> _REQUIREMENTS_: List each line of the data that contains the word "woman".

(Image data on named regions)

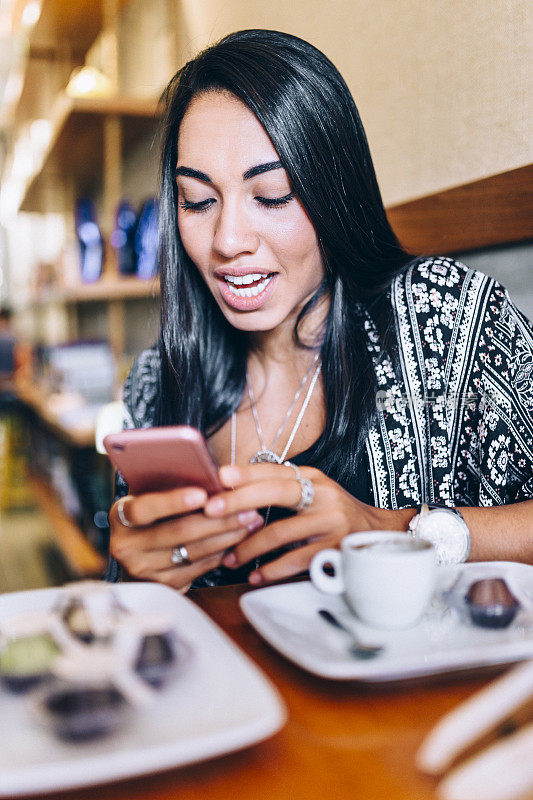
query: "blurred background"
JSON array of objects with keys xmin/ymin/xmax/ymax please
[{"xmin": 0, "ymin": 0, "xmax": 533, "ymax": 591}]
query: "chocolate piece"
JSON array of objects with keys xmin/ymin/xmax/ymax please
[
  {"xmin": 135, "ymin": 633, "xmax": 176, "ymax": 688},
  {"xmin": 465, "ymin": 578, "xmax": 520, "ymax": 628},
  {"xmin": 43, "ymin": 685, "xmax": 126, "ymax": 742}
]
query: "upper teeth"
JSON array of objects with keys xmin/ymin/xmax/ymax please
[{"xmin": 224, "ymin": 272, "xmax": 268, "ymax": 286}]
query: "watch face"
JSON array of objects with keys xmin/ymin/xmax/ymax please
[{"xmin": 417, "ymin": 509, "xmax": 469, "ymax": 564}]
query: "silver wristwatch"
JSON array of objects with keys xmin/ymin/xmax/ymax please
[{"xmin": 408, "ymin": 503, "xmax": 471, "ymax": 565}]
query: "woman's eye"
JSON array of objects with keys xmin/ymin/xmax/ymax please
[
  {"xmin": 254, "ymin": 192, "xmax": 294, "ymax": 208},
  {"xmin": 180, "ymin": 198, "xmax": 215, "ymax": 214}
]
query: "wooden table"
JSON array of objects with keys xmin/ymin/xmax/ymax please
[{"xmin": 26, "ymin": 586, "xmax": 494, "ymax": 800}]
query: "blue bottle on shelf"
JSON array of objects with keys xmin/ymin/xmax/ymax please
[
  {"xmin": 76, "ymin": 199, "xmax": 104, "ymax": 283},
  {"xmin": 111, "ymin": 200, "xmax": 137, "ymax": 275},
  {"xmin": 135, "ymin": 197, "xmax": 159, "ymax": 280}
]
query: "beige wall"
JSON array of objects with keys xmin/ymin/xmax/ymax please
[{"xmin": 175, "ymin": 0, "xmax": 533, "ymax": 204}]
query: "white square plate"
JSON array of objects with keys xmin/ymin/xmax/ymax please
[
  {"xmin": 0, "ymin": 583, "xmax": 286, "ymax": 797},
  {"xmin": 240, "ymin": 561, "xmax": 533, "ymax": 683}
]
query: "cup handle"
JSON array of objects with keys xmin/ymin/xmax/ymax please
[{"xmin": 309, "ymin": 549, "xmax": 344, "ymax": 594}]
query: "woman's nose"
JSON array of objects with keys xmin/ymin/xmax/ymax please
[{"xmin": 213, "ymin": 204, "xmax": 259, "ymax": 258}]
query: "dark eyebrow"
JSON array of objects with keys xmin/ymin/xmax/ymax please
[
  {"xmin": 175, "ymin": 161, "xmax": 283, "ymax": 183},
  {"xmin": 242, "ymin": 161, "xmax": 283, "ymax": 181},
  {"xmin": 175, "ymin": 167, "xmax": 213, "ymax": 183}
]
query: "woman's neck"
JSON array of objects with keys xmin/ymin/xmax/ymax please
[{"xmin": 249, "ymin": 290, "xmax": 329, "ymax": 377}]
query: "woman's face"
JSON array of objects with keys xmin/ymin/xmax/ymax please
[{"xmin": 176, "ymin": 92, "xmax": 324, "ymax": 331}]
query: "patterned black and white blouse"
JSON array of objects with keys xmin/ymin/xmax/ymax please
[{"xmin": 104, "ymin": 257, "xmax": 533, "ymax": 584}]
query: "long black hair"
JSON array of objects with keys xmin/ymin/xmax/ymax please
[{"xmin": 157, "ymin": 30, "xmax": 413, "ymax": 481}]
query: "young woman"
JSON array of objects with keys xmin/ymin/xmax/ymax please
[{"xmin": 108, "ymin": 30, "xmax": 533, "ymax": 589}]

> _RESULT_:
query: "woman's eye"
query: "woman's nose"
query: "woman's neck"
query: "woman's face"
query: "young woman"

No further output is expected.